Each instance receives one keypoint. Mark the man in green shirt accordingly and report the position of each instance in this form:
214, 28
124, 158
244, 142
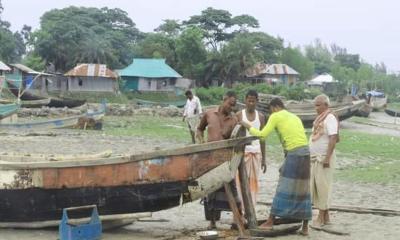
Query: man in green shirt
292, 199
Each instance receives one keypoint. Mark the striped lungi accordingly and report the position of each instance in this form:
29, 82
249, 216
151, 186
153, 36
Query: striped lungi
292, 198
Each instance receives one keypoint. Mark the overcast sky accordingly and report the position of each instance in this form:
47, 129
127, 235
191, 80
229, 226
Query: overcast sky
370, 28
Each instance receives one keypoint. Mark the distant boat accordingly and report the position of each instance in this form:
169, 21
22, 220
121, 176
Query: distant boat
37, 191
378, 100
8, 109
392, 112
53, 101
54, 123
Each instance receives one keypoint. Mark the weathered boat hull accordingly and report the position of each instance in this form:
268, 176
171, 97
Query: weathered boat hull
38, 191
392, 113
8, 109
53, 101
54, 123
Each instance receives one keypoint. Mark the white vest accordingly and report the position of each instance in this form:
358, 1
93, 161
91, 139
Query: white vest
256, 123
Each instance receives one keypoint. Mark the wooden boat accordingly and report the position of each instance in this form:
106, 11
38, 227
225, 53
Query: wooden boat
53, 101
30, 103
8, 109
178, 103
392, 112
56, 122
151, 181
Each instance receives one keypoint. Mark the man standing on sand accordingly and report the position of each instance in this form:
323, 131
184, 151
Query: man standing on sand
254, 154
192, 112
220, 123
322, 148
292, 198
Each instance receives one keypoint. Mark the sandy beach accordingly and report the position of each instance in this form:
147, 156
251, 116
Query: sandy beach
183, 222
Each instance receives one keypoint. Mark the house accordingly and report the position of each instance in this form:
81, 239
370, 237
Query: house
149, 75
322, 79
90, 78
3, 69
272, 74
29, 78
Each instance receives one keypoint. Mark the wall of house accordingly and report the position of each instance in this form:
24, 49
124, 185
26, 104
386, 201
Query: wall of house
156, 84
91, 84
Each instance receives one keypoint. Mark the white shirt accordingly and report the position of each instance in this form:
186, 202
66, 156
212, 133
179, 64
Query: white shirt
320, 146
254, 147
192, 107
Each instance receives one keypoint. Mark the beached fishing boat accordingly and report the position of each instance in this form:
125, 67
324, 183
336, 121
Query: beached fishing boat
149, 181
56, 122
8, 109
378, 100
52, 101
392, 112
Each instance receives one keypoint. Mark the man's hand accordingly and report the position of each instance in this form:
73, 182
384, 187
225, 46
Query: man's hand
199, 136
264, 166
325, 163
245, 124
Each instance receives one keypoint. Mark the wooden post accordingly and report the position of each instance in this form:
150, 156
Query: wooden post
235, 210
246, 196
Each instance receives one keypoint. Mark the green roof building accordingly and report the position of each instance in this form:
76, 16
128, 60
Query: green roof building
149, 75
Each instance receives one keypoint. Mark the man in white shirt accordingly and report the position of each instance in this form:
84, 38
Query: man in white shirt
325, 135
192, 112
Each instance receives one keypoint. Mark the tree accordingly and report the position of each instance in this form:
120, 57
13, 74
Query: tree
215, 23
170, 27
75, 34
191, 52
320, 55
295, 59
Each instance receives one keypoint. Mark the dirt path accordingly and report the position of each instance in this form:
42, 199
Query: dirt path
183, 222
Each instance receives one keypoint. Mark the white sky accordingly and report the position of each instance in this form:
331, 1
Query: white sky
370, 28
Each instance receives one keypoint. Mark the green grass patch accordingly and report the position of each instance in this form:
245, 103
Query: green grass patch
147, 126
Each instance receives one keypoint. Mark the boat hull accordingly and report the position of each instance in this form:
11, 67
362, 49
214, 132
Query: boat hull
38, 191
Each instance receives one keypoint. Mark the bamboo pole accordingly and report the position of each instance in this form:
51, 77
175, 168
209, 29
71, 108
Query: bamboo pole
358, 210
246, 196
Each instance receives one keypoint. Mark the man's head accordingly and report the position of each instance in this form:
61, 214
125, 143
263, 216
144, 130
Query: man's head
229, 102
321, 103
251, 100
276, 105
189, 94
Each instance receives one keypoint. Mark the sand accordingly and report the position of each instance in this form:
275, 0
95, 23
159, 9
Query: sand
183, 222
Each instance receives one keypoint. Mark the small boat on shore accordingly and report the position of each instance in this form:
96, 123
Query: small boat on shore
8, 109
59, 102
392, 112
37, 191
55, 122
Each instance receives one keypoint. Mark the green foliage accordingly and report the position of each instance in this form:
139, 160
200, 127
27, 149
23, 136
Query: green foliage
191, 52
295, 59
78, 34
34, 61
320, 55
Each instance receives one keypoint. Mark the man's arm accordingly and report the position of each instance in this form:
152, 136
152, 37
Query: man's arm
332, 129
263, 145
200, 129
199, 106
329, 152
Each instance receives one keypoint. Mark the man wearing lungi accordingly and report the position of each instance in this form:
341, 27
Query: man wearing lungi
292, 198
220, 123
254, 154
322, 148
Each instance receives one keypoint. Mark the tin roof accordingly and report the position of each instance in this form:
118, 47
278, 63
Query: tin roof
4, 67
273, 69
91, 70
149, 68
29, 70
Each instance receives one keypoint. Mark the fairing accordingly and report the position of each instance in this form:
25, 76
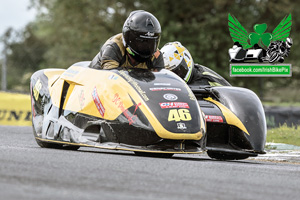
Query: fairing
84, 106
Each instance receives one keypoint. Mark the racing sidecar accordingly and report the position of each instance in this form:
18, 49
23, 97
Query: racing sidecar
149, 113
152, 113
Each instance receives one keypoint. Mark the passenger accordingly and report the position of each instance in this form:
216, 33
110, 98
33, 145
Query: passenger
179, 60
135, 47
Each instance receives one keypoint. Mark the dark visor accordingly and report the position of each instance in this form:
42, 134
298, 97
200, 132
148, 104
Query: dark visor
181, 70
144, 46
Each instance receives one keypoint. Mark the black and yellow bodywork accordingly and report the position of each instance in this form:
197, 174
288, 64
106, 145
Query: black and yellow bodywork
150, 113
236, 123
136, 110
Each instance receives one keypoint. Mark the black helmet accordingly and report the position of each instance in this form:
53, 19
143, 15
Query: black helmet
141, 34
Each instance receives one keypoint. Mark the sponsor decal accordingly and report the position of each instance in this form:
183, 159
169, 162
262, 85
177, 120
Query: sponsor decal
16, 116
173, 105
166, 84
179, 115
71, 72
181, 126
165, 89
170, 97
36, 89
190, 93
98, 102
213, 118
119, 103
113, 77
81, 99
135, 85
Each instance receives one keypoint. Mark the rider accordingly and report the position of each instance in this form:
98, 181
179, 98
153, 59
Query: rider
179, 60
135, 47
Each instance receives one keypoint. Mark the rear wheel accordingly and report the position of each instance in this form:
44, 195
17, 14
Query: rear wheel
52, 145
226, 156
156, 155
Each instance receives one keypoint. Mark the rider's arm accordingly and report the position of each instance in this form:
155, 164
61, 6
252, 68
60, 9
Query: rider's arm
109, 57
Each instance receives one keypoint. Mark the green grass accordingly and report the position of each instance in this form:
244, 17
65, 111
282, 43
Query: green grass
284, 134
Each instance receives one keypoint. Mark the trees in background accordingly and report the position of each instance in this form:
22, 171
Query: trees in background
69, 31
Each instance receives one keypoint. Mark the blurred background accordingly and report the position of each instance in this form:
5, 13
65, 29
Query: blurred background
58, 33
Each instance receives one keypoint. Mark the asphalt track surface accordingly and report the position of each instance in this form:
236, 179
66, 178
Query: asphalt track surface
30, 172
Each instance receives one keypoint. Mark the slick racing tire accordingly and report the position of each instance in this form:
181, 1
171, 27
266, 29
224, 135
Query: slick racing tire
226, 156
156, 155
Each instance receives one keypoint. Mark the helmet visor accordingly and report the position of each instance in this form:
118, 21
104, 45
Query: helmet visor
145, 44
181, 70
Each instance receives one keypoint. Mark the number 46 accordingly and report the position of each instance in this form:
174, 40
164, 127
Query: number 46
179, 115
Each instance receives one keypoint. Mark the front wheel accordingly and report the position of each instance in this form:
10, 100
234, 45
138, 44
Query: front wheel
226, 156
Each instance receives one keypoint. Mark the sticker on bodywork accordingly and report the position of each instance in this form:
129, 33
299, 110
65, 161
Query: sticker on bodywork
213, 118
36, 89
173, 105
98, 103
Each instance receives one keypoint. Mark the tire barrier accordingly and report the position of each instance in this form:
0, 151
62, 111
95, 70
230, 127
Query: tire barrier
277, 116
15, 109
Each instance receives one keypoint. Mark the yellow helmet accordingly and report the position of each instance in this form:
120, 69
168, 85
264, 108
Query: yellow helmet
178, 59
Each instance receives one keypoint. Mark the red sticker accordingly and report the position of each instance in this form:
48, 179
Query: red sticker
98, 103
173, 105
213, 118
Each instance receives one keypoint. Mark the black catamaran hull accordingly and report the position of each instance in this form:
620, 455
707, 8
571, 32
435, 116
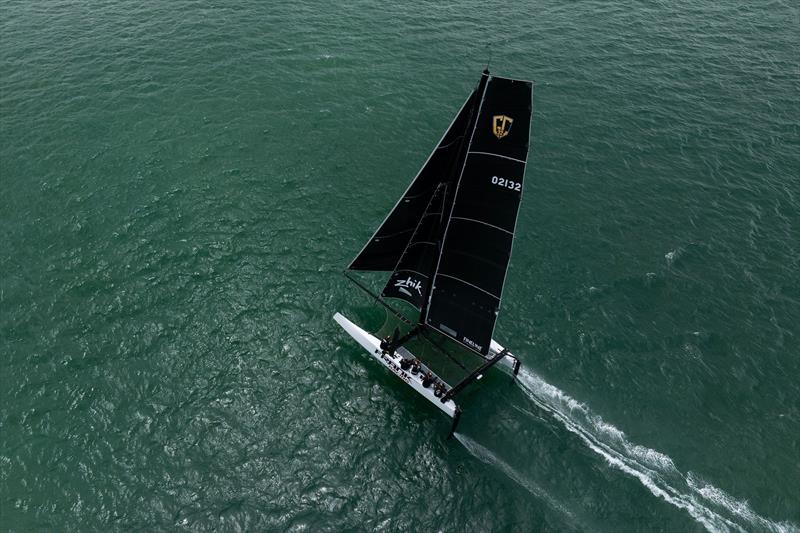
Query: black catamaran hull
415, 380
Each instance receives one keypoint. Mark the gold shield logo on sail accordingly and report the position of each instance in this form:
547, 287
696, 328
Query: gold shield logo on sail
501, 125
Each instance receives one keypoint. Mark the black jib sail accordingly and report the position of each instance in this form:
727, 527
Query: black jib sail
383, 250
476, 245
413, 273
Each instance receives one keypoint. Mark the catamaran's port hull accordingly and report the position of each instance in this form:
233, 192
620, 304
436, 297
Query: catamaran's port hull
373, 346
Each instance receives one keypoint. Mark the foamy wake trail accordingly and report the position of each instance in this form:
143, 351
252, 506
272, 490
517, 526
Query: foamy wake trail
489, 458
710, 506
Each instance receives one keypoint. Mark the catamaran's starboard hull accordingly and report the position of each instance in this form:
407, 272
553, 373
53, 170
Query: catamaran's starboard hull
373, 346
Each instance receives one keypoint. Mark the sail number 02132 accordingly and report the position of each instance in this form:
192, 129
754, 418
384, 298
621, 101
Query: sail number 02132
508, 184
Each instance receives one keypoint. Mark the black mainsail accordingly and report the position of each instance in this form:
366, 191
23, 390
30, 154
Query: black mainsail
476, 245
448, 240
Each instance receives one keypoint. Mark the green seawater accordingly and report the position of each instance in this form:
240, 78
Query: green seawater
181, 184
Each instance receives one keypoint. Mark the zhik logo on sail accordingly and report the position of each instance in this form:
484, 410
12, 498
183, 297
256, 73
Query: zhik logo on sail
501, 125
404, 284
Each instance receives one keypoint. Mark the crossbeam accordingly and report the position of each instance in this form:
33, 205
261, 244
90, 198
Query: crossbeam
472, 377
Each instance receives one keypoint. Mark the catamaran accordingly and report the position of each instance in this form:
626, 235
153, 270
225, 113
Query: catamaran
447, 244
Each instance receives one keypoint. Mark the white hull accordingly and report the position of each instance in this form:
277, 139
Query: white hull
373, 346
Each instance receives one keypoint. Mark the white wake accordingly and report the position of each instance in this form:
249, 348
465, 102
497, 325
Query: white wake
709, 505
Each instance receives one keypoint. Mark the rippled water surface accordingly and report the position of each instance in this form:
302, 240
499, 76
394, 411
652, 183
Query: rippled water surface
181, 184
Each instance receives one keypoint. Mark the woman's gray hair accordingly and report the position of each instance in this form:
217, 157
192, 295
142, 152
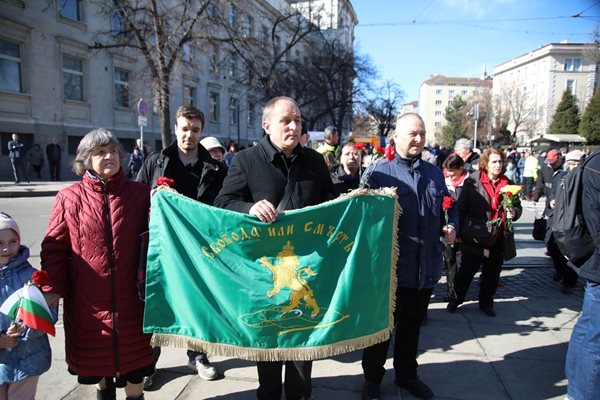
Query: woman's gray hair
464, 144
91, 141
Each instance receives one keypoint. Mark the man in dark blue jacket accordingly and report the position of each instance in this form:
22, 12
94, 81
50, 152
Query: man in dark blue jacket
264, 180
583, 356
420, 188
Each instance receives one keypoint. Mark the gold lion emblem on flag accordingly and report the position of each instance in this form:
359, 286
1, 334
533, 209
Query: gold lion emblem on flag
287, 275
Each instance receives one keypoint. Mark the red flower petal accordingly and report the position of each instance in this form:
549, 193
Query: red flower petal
40, 278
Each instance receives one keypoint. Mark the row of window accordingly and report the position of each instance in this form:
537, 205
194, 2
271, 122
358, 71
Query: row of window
452, 93
73, 84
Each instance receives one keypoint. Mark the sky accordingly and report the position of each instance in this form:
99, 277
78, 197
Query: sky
408, 41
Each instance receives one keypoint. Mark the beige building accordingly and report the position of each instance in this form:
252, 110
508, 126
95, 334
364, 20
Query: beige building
54, 81
534, 83
437, 92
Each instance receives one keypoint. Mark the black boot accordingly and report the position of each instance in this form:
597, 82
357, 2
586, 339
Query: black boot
109, 392
135, 398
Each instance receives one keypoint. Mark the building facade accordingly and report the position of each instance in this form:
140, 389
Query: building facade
437, 92
537, 80
57, 81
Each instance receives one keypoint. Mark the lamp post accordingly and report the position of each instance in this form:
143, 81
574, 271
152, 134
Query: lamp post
476, 118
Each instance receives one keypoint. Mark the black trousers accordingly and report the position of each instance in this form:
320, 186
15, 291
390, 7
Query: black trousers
490, 274
54, 167
297, 384
411, 307
560, 262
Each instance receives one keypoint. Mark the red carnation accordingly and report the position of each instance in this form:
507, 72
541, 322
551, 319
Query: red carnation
359, 146
40, 278
390, 152
163, 180
447, 202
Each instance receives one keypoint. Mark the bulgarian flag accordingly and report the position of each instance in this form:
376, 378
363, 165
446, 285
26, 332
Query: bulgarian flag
29, 306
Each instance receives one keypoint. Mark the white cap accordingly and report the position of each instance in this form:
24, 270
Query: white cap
211, 142
574, 155
6, 222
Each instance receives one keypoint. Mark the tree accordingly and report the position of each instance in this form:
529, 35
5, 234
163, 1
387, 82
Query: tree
566, 117
159, 32
382, 108
328, 82
456, 123
521, 116
589, 127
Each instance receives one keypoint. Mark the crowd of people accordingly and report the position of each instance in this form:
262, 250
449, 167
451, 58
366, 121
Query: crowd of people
97, 236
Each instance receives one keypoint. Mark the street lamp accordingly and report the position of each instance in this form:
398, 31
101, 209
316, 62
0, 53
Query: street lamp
476, 118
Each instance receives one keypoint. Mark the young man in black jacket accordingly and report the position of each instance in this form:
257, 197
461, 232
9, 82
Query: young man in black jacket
197, 176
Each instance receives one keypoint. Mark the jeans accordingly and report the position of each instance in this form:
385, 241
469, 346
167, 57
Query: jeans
297, 383
411, 307
583, 357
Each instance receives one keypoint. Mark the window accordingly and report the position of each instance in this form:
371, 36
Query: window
232, 67
121, 88
211, 10
10, 67
70, 9
189, 93
116, 24
249, 26
251, 113
264, 37
572, 64
72, 78
213, 107
233, 111
277, 43
231, 16
186, 52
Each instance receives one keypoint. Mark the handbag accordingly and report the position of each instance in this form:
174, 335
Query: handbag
479, 232
539, 228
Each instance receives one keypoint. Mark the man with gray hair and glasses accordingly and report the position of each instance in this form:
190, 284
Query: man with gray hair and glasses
464, 148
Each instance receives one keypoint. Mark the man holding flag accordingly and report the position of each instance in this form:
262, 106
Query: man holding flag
278, 174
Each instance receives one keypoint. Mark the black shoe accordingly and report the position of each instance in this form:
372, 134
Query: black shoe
417, 388
489, 311
452, 306
557, 277
567, 289
370, 391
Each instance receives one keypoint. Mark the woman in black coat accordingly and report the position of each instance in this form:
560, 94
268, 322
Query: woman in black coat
480, 205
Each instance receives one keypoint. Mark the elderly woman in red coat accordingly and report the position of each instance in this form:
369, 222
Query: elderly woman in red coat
91, 252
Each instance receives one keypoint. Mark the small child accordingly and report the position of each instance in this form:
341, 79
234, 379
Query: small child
24, 352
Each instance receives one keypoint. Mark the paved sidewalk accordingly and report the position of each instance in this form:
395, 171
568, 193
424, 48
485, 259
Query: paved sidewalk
518, 355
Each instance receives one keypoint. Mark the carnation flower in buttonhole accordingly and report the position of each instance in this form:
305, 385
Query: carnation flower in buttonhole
388, 152
164, 181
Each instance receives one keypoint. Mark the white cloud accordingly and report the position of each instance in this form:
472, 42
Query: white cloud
476, 8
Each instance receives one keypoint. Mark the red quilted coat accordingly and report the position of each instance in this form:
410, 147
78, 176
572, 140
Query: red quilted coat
91, 253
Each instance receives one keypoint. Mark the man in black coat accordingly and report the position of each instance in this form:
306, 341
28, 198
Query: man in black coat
264, 180
583, 355
549, 176
53, 155
197, 176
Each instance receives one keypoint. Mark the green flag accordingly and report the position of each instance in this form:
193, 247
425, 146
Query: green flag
320, 281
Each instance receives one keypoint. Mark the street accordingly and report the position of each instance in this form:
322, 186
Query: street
462, 355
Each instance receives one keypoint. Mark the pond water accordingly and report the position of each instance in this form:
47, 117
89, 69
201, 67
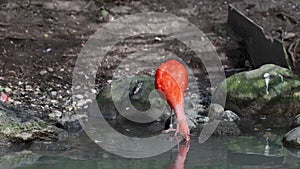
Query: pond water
216, 153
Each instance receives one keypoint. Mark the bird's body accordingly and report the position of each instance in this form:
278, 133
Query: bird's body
171, 80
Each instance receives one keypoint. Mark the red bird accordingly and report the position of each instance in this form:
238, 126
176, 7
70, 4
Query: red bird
171, 80
4, 97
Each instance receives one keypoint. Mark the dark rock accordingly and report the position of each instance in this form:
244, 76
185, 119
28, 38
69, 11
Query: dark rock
228, 121
139, 98
292, 138
296, 121
228, 125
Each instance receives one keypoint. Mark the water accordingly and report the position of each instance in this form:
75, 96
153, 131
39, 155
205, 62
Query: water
217, 153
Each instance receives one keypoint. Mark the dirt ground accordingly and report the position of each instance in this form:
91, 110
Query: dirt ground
40, 41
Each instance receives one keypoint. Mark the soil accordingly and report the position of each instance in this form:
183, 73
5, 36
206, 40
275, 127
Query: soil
40, 42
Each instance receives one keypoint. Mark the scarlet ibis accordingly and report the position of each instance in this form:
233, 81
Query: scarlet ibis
4, 97
171, 80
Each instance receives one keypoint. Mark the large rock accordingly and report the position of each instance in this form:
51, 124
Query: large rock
118, 101
21, 126
248, 95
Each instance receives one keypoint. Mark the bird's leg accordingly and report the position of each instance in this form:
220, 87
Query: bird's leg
171, 121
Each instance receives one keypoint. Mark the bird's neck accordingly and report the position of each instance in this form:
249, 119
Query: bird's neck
179, 111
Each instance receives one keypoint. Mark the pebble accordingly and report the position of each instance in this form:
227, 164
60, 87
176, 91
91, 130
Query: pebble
94, 91
43, 72
28, 88
50, 69
53, 93
7, 90
79, 96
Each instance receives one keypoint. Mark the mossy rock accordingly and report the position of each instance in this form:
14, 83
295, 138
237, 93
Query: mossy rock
247, 94
21, 126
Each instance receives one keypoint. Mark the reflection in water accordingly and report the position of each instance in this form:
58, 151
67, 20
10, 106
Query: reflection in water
243, 152
181, 156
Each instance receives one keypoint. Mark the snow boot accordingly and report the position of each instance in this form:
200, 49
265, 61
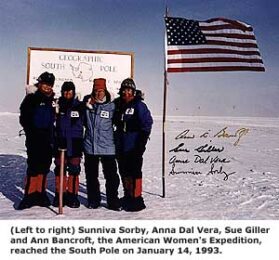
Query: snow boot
114, 204
55, 202
135, 204
72, 200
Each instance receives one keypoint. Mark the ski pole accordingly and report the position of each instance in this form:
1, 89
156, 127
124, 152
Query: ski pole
61, 175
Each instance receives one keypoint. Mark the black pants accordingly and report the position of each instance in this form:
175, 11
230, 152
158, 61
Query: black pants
110, 173
39, 154
130, 169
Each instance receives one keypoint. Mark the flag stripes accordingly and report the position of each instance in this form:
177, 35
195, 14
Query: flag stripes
217, 44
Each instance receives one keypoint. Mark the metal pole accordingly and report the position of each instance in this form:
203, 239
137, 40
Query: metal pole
164, 114
61, 175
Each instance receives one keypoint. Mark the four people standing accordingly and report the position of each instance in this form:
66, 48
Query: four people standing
101, 145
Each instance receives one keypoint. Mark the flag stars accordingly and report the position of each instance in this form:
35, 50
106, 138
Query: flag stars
181, 31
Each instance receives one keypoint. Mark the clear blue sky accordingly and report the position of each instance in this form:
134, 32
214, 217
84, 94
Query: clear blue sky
133, 25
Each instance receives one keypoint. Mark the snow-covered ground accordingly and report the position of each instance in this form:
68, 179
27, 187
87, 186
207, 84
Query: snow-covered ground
216, 168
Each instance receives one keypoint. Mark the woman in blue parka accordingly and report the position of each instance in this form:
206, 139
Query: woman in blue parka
69, 135
133, 122
99, 146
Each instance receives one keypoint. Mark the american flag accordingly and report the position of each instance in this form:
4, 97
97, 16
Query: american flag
218, 44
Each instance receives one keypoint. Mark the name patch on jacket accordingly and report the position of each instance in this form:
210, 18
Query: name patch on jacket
74, 114
130, 111
104, 114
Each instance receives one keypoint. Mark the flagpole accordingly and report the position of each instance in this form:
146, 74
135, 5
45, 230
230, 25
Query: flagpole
164, 115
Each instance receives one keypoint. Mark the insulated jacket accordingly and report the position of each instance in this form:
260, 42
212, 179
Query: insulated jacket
98, 138
133, 122
37, 116
69, 126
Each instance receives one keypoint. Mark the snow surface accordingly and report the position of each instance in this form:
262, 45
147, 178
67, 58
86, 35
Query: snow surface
250, 192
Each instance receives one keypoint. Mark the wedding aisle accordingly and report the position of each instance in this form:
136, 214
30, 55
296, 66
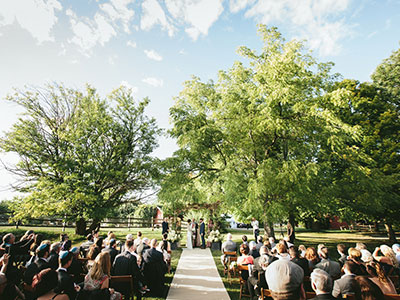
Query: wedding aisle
197, 277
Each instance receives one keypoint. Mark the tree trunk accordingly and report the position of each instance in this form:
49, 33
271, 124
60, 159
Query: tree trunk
390, 232
291, 233
269, 229
94, 226
80, 227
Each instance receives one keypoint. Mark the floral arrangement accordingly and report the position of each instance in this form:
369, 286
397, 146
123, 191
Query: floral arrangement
173, 236
214, 236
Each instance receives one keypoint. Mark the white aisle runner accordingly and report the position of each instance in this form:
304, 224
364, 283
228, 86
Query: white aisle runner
197, 277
■ ■ ■ ■ ■
**Set exercise**:
Leave out every picture and write out exactly the lines running from the line containing "Each instance receives one keypoint. Mark the snow-covered" to the end of the listing above.

**Reply**:
Each instance receives one keypoint. Mark the snow-covered ground accordingly and report the position of each instance in this form:
68, 179
27, 187
87, 186
207, 84
Query: snow-covered ground
216, 168
Each instance receives one keypoint. Mark the woman in blue parka accordingly and report the position of each instance in this form:
206, 139
Query: woman in blue parka
69, 135
133, 122
99, 146
Each instance receives one keypoint. Mark the american flag accordingly and report the position of each instance in this form:
4, 97
97, 16
Query: american flag
218, 44
Each instance receives one keypoint. Mark the name patch on jacket accordingly and report the position of each instance in this form:
210, 18
Query: name patch on jacket
74, 114
130, 111
104, 114
Each instance receives one keypoint. Mark the flagpole accordingly and report the position of each instance in this form:
146, 74
135, 5
45, 230
230, 25
Query: flagpole
164, 115
Each instance receives one keypoint. Mark the insulated jacket accordingly and report the position of each instance in this form:
260, 42
212, 179
Query: insulated jacket
98, 138
133, 122
37, 116
69, 126
Each instance receives one keypoint. Mark the snow surface accordingly and report the position of each instance in this form:
262, 45
147, 178
67, 58
86, 35
Query: snow surface
250, 192
Each instance receives one keypoint. Mark the wedding aisle accordingly and report the position of each instance in this form:
136, 214
30, 55
296, 66
Query: wedding aisle
197, 277
Each instance receives one keypoint. Mark the tree trunk accordingly and report the position of each instance in this form:
49, 33
271, 124
60, 159
Query: tree trunk
390, 232
291, 233
269, 229
94, 226
80, 227
Each instance receives one keypoint. Mark the floral arrangement accordingly and report the position of each instance in this form:
369, 286
397, 146
123, 191
Query: floral arrangement
173, 236
214, 236
Each instance receives one keypoint. Mark the white aisle runner accordingly and report the position of each instance in this form:
304, 224
364, 283
228, 86
Query: white aisle runner
197, 277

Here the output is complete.